In the listing below, copy out word for word every line from the one containing "Where can the chestnut" through the one containing "<point>281,202</point>", including both of those lines.

◆ **DATA FOR PROCESSING**:
────────────────────

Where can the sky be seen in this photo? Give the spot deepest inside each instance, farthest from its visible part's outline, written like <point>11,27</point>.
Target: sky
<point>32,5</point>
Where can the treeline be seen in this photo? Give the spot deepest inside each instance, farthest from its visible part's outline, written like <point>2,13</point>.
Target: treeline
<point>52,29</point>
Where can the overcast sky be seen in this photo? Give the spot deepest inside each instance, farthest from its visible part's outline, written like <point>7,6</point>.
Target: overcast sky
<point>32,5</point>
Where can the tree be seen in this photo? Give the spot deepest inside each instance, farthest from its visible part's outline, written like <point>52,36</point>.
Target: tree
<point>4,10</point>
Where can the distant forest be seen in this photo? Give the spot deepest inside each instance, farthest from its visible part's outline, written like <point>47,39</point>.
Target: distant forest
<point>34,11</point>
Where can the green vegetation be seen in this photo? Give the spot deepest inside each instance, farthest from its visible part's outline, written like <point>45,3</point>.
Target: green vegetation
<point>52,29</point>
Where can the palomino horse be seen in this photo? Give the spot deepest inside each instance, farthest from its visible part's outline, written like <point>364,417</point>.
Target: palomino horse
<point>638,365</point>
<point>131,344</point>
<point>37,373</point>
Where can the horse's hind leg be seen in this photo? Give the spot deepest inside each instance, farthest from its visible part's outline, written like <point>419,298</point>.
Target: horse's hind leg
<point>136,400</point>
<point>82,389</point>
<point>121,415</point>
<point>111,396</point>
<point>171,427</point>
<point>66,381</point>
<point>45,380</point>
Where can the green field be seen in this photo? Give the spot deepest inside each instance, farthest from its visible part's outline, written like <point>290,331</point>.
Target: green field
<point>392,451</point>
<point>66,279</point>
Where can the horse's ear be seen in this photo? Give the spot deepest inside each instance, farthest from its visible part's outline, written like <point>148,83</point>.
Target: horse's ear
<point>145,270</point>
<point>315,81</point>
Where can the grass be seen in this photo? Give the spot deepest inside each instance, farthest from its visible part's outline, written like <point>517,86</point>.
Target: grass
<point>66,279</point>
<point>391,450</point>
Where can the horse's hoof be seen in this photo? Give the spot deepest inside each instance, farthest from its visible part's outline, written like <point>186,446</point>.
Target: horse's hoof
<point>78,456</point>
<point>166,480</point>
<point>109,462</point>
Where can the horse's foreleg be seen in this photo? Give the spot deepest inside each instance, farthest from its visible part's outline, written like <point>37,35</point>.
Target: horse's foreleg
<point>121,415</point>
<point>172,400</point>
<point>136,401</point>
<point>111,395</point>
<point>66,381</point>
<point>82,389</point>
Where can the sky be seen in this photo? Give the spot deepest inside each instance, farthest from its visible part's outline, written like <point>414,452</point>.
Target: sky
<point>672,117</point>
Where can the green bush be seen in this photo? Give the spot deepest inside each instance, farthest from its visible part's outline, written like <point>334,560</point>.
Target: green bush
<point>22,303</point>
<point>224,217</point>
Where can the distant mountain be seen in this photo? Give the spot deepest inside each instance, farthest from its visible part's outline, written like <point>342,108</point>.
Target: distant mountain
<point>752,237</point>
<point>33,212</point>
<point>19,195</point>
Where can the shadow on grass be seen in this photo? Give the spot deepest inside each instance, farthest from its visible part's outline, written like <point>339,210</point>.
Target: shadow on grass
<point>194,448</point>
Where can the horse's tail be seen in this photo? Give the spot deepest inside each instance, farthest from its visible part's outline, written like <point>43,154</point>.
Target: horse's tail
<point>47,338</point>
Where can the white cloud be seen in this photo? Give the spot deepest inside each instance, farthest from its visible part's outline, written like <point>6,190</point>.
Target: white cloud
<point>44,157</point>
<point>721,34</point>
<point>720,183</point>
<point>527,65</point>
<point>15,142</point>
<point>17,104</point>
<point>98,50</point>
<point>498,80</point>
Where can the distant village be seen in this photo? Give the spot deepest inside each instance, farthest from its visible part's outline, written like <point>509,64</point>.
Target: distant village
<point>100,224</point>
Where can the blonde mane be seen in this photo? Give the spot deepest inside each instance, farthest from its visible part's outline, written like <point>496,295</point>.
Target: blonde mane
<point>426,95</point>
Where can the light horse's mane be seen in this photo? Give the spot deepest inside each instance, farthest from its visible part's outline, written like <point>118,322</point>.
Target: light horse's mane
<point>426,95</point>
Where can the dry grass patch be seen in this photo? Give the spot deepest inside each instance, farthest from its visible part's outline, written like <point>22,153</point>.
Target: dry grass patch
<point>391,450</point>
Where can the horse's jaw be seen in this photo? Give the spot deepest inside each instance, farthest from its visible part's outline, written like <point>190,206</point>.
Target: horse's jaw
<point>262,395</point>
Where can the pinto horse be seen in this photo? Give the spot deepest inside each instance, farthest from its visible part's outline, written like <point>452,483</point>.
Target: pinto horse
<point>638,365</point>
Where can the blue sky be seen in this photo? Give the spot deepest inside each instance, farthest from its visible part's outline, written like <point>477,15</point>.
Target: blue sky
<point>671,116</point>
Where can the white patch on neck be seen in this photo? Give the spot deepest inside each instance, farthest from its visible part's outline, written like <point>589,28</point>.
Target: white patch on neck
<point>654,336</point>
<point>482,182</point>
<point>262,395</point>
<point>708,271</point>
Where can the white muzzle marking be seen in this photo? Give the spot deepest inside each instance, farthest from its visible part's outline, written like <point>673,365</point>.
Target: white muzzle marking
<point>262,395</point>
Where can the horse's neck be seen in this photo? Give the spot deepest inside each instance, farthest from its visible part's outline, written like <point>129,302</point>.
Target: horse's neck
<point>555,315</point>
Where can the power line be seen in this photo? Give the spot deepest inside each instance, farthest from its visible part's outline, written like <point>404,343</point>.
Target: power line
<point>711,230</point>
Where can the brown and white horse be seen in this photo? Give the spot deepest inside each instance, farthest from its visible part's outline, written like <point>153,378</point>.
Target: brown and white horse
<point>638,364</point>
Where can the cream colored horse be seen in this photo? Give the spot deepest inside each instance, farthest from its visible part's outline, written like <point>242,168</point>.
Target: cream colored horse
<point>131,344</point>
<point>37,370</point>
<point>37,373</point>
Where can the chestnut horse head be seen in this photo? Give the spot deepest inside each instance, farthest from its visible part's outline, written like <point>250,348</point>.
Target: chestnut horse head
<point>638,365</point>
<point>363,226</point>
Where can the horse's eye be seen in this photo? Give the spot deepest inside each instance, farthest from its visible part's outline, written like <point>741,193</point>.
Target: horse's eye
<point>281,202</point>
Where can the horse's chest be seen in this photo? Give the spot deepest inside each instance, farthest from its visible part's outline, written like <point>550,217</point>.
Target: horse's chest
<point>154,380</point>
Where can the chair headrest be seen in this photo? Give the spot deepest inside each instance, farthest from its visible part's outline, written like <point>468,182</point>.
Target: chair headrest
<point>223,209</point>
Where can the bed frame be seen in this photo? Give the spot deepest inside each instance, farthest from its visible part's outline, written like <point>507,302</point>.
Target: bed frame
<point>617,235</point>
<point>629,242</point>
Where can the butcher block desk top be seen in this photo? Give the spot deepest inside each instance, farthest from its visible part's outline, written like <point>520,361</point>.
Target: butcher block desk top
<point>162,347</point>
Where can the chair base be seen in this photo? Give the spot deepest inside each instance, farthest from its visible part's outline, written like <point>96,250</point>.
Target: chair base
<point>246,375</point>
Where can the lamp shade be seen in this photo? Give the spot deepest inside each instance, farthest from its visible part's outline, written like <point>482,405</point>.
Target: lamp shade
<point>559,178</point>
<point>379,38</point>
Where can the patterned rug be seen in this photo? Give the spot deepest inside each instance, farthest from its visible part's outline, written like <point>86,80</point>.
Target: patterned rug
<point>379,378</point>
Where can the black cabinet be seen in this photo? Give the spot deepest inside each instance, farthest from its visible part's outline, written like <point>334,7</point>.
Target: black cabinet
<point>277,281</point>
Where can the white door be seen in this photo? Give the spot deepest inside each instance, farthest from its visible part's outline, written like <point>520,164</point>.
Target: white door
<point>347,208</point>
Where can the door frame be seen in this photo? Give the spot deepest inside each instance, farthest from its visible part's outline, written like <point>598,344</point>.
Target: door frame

────────────────────

◆ **SOLUTION**:
Where can the chestnut horse head be seen in this photo? Give the spot deepest inside each instance, farthest from its visible part's outline, written like <point>250,348</point>.
Target: chestnut horse head
<point>638,365</point>
<point>363,226</point>
Where can the horse's eye be seen in this photo? Give the spot deepest inside each instance, farthest from its visible part's outline, written like <point>741,193</point>.
Target: horse's eye
<point>281,202</point>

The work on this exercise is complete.